--- Text for analysis Enclosed Below ---
NO ONE KNOWS YOUR CHILD LIKE YOU DO.

The first few weeks of Cali's life I worried so much about everything. I kept a journal to make sure she was eating, sleeping, pooping, playing enough. I timed her tummy time to ensure she was getting at least the recommended amount.

In essence, I drove myself crazy.

Thankfully, my husband finally knocked (not literally, people) some sense into me and helped me learn to trust my instincts. God gave them to us for a reason.  Here's a secret for ya...

I rock Cali to sleep almost every. single. time.

I know, right? They say not to do that because it will become a crutch. Do you know what I say to that?

WHO CARES?

I nurse her on demand, I don't put her down at a specific "wakeful period", I hold her... a lot, I let her nap on my chest, and I'll plop her in her baby carrier quicker than you can say "don'tdothat" if it gets her to quit crying. Does this make me a bad mom? Does this mean I'm not teaching her how to self-soothe? Does this mean she'll never want to develop other relationships because I've never taught her how to be independent? I don't think so. I'm not letting her rob banks or smoke pot, people. I'm letting her nap on my chest.
--- End of Enclosed Text for analysis ---
--- Entries shown Enclosed Below ---
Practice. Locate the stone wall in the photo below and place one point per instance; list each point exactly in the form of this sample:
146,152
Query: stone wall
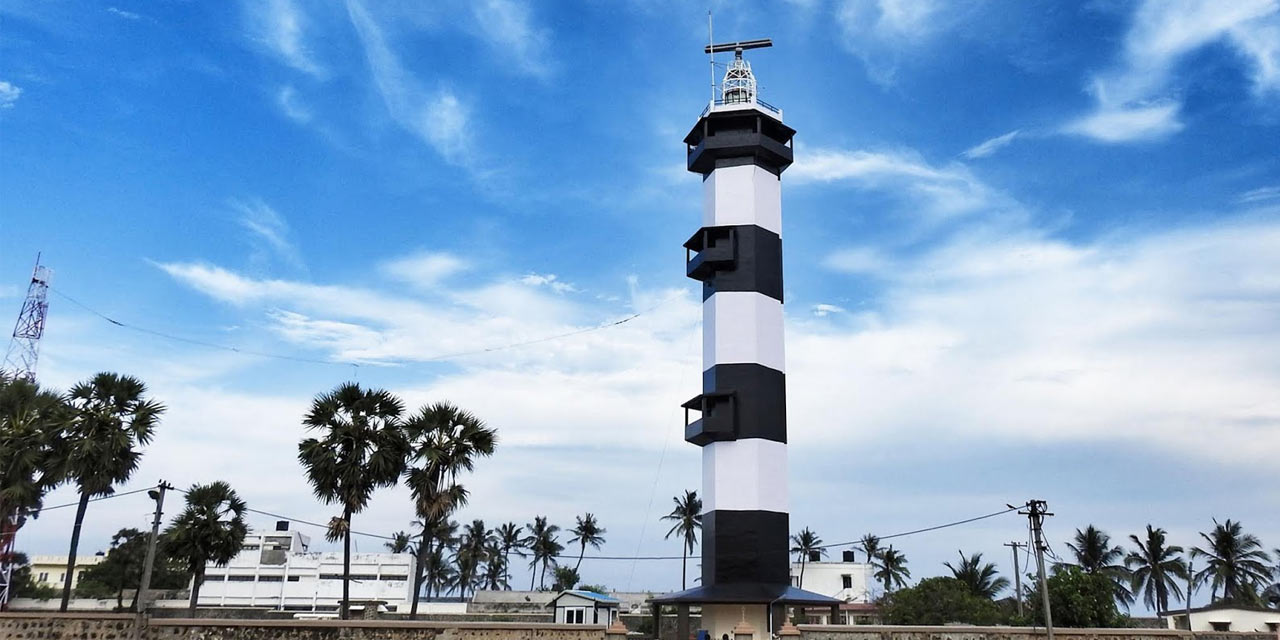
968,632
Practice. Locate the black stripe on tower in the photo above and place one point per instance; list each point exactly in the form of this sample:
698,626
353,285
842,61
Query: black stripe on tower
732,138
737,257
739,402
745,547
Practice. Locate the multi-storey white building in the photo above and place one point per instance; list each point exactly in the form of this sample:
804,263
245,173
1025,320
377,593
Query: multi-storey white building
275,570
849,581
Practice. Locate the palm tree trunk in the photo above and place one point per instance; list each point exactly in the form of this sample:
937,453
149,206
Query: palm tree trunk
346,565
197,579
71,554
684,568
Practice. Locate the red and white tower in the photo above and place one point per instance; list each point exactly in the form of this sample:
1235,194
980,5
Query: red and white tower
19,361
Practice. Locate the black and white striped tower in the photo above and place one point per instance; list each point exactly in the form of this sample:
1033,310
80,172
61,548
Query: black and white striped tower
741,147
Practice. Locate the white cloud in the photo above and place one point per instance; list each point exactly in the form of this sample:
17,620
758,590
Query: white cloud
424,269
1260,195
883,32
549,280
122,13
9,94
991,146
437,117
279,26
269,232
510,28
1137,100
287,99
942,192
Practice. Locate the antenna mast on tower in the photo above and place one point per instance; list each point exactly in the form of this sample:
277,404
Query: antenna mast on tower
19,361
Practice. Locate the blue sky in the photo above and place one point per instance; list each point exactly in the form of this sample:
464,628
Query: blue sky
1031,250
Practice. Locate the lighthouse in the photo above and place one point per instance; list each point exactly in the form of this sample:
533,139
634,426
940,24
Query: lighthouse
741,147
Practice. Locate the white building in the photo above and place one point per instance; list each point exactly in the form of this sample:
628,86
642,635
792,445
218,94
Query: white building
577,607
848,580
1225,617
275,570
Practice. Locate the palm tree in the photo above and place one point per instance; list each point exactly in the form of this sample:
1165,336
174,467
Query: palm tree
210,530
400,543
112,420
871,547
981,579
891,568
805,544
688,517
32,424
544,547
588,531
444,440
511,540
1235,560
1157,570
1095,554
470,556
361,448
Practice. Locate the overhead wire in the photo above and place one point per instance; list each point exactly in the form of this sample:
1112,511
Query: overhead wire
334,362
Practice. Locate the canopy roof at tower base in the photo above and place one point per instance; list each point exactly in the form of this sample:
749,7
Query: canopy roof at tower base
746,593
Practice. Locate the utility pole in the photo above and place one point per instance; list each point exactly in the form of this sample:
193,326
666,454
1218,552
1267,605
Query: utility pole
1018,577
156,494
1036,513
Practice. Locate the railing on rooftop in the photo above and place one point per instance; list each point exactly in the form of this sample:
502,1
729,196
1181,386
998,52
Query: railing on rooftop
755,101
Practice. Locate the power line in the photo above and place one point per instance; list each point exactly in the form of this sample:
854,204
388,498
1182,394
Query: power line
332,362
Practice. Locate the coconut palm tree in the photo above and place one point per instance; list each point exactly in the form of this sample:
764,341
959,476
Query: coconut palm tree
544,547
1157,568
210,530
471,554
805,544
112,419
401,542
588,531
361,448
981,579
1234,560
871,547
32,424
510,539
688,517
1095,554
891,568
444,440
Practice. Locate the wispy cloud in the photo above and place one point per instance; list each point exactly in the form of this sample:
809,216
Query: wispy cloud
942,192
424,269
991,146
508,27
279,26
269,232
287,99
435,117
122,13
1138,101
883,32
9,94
--- End of Enclosed Entries shown ---
= Task 1 =
According to the parenting passage about Cali, what did the writer keep during Cali's first few weeks to make sure she was eating, sleeping, pooping, and playing enough?
= Task 2 =
Extend the parenting passage about Cali beyond its final sentence, keeping its voice and tone.

= Written reply 1 =
A journal.

= Written reply 2 =
I rocked her all the way to sleep and enjoyed it!

At first I felt guilty for doing these things, like I was somehow ensuring that my kid would be the one in the corner twirling her hair and not making eye contact with anyone. Then I had a dream. I dreamt that Cali was a teenager and she wanted to go out with friends for the night. In this dream all I wanted to do was rock my kid to sleep and she wanted none of it. She was too busy getting ready. The kicker is that while this was just a dream now, it'll be reality one day. I never want to look back and say "I wish I had held her more. I wish I had savored the moments better".

Don't try to make me feel guilty for this either. It won't work.
When the time comes, I'll teach her that I can't do everything for her. I'll make sure that she knows how to face difficulties and look fear in the face. I will teach her that life throws curveballs (see my baseball reference there??) and sometimes life hurts but we have to dig our heels in deep and keep pushing. I will make sure she knows these things. But for now, while she fits on my chest and still wants to be there, I'll let her. I'll savor the moments that I'm rocking her to sleep and she lays her hand on my chest and looks me in the eyes. These are things I'll treasure and I refuse to let someone make me feel guilty for enjoying them now.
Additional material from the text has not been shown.